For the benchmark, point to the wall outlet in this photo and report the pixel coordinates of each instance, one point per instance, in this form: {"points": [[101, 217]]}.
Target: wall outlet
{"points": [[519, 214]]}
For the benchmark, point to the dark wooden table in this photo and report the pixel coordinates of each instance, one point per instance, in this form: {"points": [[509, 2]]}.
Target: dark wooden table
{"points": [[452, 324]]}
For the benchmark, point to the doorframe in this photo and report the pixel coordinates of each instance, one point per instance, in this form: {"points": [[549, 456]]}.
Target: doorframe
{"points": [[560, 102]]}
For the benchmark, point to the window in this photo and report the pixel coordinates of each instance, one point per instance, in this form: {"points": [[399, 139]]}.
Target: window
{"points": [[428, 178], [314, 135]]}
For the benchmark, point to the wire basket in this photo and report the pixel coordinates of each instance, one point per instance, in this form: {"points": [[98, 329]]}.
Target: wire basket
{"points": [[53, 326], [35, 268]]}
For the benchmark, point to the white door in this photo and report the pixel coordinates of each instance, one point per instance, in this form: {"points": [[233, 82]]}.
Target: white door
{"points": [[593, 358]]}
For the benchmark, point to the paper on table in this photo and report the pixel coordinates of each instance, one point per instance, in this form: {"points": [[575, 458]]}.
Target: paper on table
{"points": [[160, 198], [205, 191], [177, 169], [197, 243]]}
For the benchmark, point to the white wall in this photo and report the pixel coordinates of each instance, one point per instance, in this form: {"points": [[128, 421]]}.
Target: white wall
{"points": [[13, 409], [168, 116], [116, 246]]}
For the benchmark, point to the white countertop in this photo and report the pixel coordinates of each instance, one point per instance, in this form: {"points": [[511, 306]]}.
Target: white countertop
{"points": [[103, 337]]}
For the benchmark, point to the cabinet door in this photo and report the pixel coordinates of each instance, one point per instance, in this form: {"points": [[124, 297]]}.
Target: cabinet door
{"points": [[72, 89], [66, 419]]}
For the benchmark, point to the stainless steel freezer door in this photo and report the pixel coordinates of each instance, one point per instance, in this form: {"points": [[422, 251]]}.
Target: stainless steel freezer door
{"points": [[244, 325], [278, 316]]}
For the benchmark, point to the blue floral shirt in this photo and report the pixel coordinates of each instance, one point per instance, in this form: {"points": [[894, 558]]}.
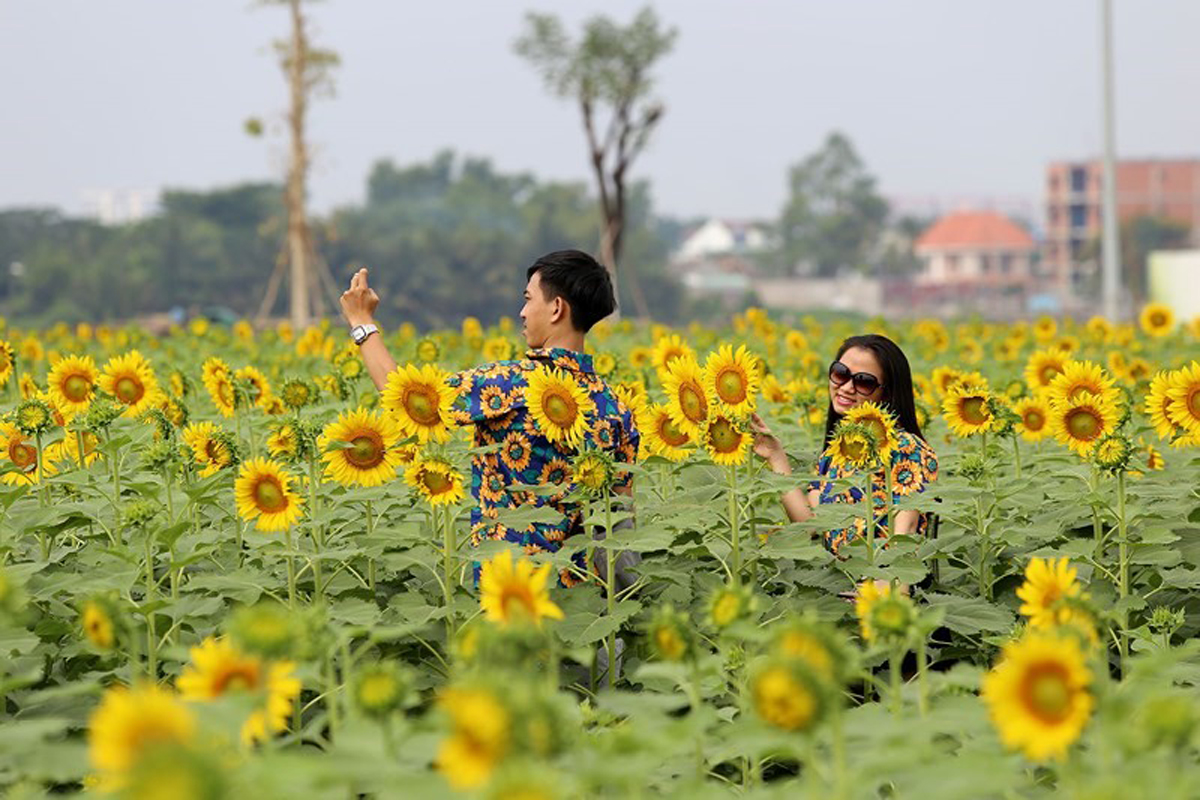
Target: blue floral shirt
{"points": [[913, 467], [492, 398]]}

================

What is required =
Convert the material above into a Markdown table with the columns Row and Line, numbering each row in order and skipping any blank lines. Leave the pictures out of the table.

Written answer =
| Row | Line |
|---|---|
| 1 | For the benchmark, point to the wall outlet in this photo and report the pixel coordinates of each instance, one point per instance, in this form: {"points": [[101, 217]]}. |
| 2 | Target: wall outlet |
| 3 | {"points": [[519, 214]]} |
| 4 | For the benchmark, point to the dark wooden table in this photo and report the pixel coordinates of each instance, one point per instance, in this form: {"points": [[509, 2]]}. |
| 5 | Target: dark wooden table |
| 6 | {"points": [[452, 324]]} |
| 7 | For the benchmark, point to the doorframe in this photo and report the pixel coordinates of each instance, one point per instance, in this form: {"points": [[549, 456]]}. |
| 8 | Target: doorframe |
| 9 | {"points": [[560, 102]]} |
| 10 | For the benchmark, point to the window in this photo and report the pixel coordinates of each instance, one point per instance, in this form: {"points": [[399, 139]]}. |
| 11 | Target: window |
| 12 | {"points": [[428, 178], [314, 135]]} |
| 13 | For the benchmark, point to the wire basket in this photo and report the pixel coordinates of each instance, one point per instance, in this form: {"points": [[98, 329]]}. |
| 14 | Target: wire basket |
| 15 | {"points": [[53, 326], [35, 268]]} |
| 16 | For the benchmark, point to the white door in this photo and report the pixel coordinates of each instance, one point per instance, in this form: {"points": [[233, 82]]}. |
| 17 | Target: white door |
| 18 | {"points": [[593, 358]]} |
| 19 | For the benchmark, point to the paper on table in this photo and report the pixel coordinates of each instance, one point per instance, in this form: {"points": [[575, 458]]}. |
| 20 | Target: paper on table |
| 21 | {"points": [[160, 198], [205, 191], [177, 169], [197, 243]]} |
| 22 | For the benchmark, point to the white wall in this photo and report the pixel coordinates of each instance, one point per instance, in this form: {"points": [[128, 421]]}. |
| 23 | Target: white wall |
| 24 | {"points": [[13, 409], [168, 116], [116, 246]]} |
| 25 | For the benchmark, point to the white countertop in this photo and report the pixel coordinates of each instance, one point per instance, in this form: {"points": [[511, 306]]}. |
| 26 | Target: white countertop |
| 27 | {"points": [[103, 337]]} |
| 28 | For the benchmark, point to the cabinet door in this photo and report the pixel coordinates of each instance, one point per instance, in this form: {"points": [[124, 297]]}. |
| 29 | Target: cabinet door |
| 30 | {"points": [[72, 89], [66, 419]]} |
| 31 | For the benchmark, point to the stainless steel freezer door in this photo and report the pixel coordinates of each instance, one point per instance, in this form: {"points": [[422, 251]]}. |
| 32 | Target: stainless steel freezer door |
| 33 | {"points": [[244, 325], [278, 316]]} |
| 34 | For the benchmark, point to the blue floral shirt in this photo and report the pixel coordinates of each instance, one point per instance, in this form: {"points": [[894, 558]]}. |
| 35 | Target: blue floral shirt |
| 36 | {"points": [[913, 467], [492, 398]]} |